→ To do
Copy word for word the lines of the data below, starting at the line that contains "Spot the door" and ending at the line that contains "[(171, 58), (170, 61)]", both of those lines included.

[Data taken from a collection]

>> start

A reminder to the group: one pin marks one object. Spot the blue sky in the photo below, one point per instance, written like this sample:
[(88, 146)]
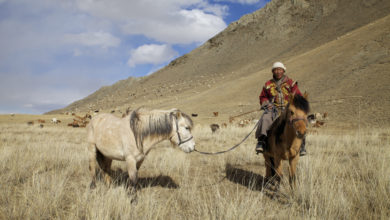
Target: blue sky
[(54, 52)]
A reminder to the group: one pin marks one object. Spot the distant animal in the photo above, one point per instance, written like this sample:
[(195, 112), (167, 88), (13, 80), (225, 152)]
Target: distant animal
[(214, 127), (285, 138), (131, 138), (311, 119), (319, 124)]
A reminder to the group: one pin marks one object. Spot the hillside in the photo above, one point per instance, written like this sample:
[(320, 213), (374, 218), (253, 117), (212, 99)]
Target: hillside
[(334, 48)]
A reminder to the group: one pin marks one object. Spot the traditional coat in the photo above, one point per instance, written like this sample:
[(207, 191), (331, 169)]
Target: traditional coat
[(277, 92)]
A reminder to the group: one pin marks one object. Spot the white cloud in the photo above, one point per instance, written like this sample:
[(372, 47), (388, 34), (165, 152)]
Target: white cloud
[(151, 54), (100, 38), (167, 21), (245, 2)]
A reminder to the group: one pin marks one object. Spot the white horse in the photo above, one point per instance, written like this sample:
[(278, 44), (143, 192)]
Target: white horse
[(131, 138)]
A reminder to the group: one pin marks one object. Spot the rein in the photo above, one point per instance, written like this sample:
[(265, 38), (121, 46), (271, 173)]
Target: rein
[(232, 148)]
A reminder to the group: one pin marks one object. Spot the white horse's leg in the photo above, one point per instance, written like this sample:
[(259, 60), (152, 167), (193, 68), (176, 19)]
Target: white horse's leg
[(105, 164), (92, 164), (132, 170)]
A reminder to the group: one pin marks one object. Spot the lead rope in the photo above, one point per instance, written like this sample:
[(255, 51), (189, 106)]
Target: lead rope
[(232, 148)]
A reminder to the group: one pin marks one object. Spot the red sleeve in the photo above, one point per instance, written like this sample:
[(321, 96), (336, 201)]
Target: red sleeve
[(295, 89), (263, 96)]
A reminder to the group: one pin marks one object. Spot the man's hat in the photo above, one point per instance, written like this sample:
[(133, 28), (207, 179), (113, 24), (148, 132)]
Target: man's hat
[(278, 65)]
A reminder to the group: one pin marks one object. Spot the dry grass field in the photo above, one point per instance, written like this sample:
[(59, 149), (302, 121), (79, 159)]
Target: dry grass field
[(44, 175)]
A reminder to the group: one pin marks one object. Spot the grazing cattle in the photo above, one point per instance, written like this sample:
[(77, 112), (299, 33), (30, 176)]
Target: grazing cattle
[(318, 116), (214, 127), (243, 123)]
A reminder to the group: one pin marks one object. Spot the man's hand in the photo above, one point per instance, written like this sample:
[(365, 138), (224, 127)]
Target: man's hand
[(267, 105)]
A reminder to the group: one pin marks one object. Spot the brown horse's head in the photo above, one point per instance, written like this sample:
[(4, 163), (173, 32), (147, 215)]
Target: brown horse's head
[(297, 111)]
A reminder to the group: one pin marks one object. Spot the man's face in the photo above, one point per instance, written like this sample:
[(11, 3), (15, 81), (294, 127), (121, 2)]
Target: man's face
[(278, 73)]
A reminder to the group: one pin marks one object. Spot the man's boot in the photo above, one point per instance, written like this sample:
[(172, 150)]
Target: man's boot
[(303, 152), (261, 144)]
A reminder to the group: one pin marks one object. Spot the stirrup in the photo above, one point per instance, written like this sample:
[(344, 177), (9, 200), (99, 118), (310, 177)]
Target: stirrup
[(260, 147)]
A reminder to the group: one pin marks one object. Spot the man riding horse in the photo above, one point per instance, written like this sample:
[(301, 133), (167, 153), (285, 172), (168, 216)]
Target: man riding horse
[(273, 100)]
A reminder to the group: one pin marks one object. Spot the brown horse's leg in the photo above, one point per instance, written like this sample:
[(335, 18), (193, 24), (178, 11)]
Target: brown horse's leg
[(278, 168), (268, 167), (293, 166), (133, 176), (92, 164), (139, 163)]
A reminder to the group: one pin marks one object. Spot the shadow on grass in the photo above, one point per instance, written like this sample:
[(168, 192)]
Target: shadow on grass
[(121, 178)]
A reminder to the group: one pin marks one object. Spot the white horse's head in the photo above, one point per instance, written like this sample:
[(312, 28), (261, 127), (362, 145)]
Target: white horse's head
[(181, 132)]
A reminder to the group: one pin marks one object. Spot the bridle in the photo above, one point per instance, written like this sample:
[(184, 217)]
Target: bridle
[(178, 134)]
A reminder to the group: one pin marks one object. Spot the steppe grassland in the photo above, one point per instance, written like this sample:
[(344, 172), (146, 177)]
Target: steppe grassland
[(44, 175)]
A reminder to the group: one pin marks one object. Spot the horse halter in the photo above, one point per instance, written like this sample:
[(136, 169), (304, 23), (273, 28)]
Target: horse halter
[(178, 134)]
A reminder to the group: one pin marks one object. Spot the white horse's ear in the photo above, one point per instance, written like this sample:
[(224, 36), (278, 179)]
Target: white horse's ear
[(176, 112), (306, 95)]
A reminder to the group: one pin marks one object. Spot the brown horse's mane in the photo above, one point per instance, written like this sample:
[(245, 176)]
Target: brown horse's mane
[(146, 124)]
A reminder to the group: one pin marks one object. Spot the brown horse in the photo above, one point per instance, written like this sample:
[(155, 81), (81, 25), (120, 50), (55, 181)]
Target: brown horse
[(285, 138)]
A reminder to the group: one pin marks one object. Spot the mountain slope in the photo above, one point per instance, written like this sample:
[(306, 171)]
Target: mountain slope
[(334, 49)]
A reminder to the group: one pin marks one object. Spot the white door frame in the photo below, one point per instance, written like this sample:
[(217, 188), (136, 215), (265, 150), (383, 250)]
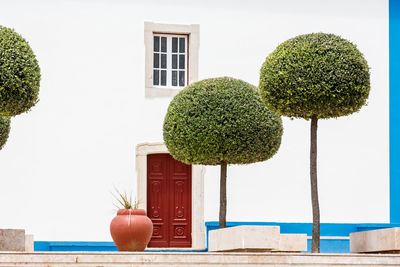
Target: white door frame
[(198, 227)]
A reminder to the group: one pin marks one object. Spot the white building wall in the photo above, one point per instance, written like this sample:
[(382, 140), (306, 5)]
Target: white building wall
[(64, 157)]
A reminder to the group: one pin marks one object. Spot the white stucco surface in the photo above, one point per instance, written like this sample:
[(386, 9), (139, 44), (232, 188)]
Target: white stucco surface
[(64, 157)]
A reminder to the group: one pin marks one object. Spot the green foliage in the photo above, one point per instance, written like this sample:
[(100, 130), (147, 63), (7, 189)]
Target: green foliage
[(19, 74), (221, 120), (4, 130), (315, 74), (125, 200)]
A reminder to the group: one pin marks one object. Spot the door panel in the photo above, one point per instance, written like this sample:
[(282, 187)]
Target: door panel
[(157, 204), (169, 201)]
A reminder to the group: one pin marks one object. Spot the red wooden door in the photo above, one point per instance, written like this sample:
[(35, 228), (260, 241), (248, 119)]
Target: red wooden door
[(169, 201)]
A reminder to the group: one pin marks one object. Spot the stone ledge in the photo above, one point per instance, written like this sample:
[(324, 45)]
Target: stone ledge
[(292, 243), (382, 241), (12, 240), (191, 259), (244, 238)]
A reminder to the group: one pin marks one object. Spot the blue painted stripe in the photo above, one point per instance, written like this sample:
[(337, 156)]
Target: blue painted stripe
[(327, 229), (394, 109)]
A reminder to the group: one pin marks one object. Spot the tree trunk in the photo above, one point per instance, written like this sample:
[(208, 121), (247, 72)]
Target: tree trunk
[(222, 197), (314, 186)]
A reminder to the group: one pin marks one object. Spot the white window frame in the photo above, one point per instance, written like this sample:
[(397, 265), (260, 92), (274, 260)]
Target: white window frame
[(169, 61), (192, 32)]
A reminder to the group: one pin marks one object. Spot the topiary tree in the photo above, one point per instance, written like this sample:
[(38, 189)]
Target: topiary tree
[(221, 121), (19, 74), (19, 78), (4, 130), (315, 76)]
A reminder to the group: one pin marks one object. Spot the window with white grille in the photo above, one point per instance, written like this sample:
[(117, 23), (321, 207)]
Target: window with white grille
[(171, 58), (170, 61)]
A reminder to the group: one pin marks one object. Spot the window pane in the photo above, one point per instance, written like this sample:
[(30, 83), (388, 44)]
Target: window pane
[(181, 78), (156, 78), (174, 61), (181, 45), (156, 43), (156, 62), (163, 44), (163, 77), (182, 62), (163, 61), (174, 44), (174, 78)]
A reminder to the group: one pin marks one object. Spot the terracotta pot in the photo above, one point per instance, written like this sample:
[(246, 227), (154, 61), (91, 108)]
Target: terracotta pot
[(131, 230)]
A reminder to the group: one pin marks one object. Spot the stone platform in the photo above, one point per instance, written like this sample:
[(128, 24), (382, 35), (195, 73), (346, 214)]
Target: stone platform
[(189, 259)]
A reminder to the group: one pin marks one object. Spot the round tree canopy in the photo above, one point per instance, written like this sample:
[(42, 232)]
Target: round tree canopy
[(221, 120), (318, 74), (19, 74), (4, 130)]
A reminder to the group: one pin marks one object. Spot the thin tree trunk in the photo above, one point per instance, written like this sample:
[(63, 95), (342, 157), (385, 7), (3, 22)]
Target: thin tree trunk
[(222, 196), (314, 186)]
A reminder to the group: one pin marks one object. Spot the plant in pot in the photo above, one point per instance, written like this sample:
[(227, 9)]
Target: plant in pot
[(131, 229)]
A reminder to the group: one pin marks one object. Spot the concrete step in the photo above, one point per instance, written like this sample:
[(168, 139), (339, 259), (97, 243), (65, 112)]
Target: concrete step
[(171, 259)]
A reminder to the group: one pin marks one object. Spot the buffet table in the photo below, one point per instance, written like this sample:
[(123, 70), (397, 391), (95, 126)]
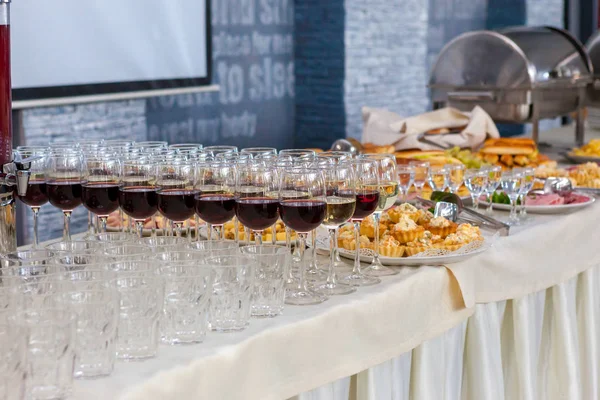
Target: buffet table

>> end

→ Task solution
A reminder to the group: one pin marks one object. Spot the door panel in the photo above, one point per instance, written like this sample:
[(282, 187)]
Target: door panel
[(157, 204), (169, 201)]
A reminder to the group: one pin marks one object. Spot the red wooden door in the photo above, one point per instance, written like this sample:
[(35, 228), (260, 241), (248, 119)]
Target: red wooden door
[(169, 201)]
A reminder to the group: one pin marks one object. Spot the stone ledge in the photo above, one point per instance, written like this sample:
[(324, 45)]
Target: stone ledge
[(292, 243), (382, 241), (12, 240), (191, 259), (244, 238)]
A reminder to the group: one pin marks one object. Spot the blue painted stripe in the photo above, one point per instance, written like this sample:
[(337, 156)]
Target: blue painted stripe
[(327, 229), (394, 109)]
A reminder to the group: one pin marks one object. Spot the tree trunk in the photo above, one point per instance, written like this sample:
[(208, 121), (247, 72)]
Target: tree trunk
[(222, 197), (314, 186)]
A reminder to the group: one pin marks one object. Spot the white window frame in the photo above, one point per instance, written like this sample:
[(397, 265), (260, 92), (274, 260)]
Target: white window frame
[(169, 61), (192, 32)]
A reminder to the group: one pin marks one object. Spot the topiary tree in the photo above, one point per instance, written like this sample:
[(38, 189)]
Target: topiary tree
[(221, 121), (19, 74), (19, 78), (4, 130), (315, 76)]
A reminder to the group: one pin marks one object. Spot the window with white grille in the photo above, one point per instance, written like this sample:
[(117, 23), (321, 207)]
Target: window with white grille
[(171, 58), (170, 61)]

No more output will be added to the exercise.